Prompt 1:
In the post about Seneca and flow, what did the philosopher Attalus say was more of a pleasure than having a friend?
Prompt 2:
Please pick up the post about Seneca's Letters and flow right after its last sentence and carry it on.

There are a couple brief mentions of Stoic philosophy in Flow, but this weekend, when I read Seneca's Letters from a Stoic, I was really struck by how much Seneca's brand of Stoicism overlaps with Csikszenmihalyi's idea of flow, the Buddhist concept of mindfulness (both of which I think are very similar). This line in particular jumped out at me:

The philosopher Attalus used to say that it was more of a pleasure to make a friend than to have one, ‘in the same way as an artist derives more pleasure from painting than from having completed a picture.’ When his whole attention is absorbed in concentration on the work he is engaged on, a tremendous sense of satisfaction is created in him by his very absorption. There is never quite the same gratification after he has lifted his hand from the finished work. From then on what he is enjoying is the art’s end product, whereas it was the art itself that he enjoyed while he was actually painting. So with our children, their growing up brings wider fruits but their infancy was sweeter. (letter IX)

Given data:
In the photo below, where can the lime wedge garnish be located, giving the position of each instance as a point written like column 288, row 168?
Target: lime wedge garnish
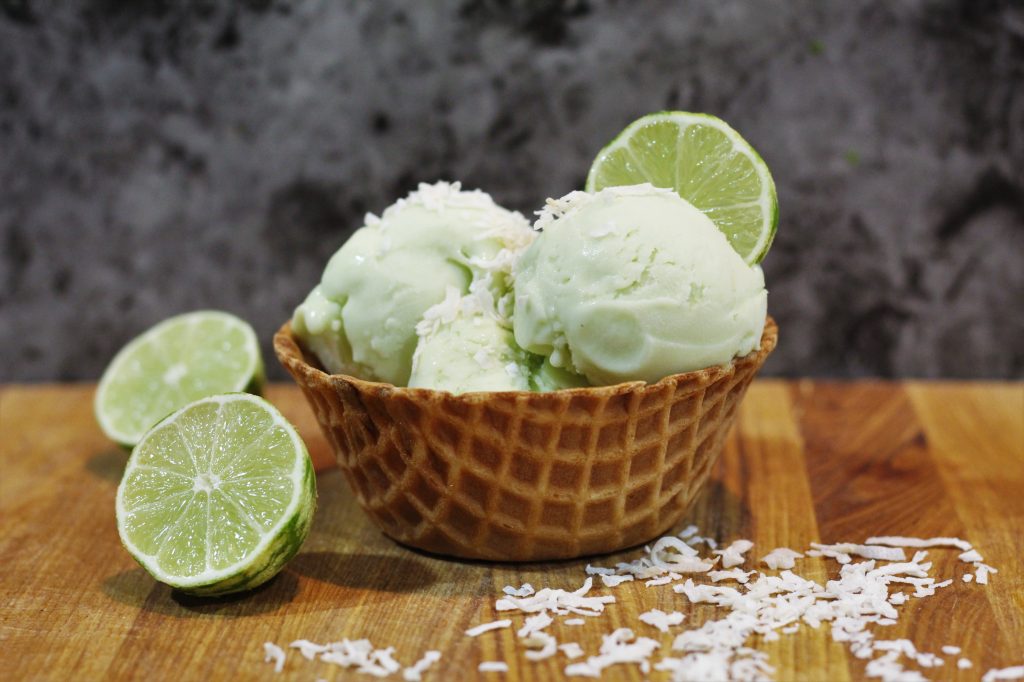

Exercise response 1:
Making a friend.

Exercise response 2:
Compare this with Flow, which is

a sense that one’s skills are adequate to cope with the challenges at hand, in a goal-directed, rule-bound action system that provides clear clues as to how well one is performing. Concentration is so intense that there is no attention left over to think about anything irrelevant, or to worry about problems. Self-conciousness disappears, and the sense of time becomes distorted. An activity that produces such experiences is so gratifying that people are willing to do it for its own sake, with little concern for what they will get out of it, even when it is difficult, or dangerous. (p. 71)

Likewise, compare Csikszentmihalyi on happiness, and Seneca:

Happiness is not something that happens…. It is a condition that must be prepared for, cultivated, and defended privately by each person. People who learn to control inner experience will be able to determine the quality of their lives, which is as close as any of us can come to being happy. (p. 2)

Do you think such [modest] fare can do no more than fill a person up? It can fill him with pleasure as well, and not the kind of insubstantial fleeting pleasure than needs constant renewal but a pleasure which is sure and lasting. Barley porridge, or a crust of barley bread, and water do not make a very cheerful diet, but nothing gives one keener pleasure than having the ability to derive pleasure even from that– and the feeling of having arrived at something which one cannot be deprived of by any unjust stroke of fortune. (XVIII, 68)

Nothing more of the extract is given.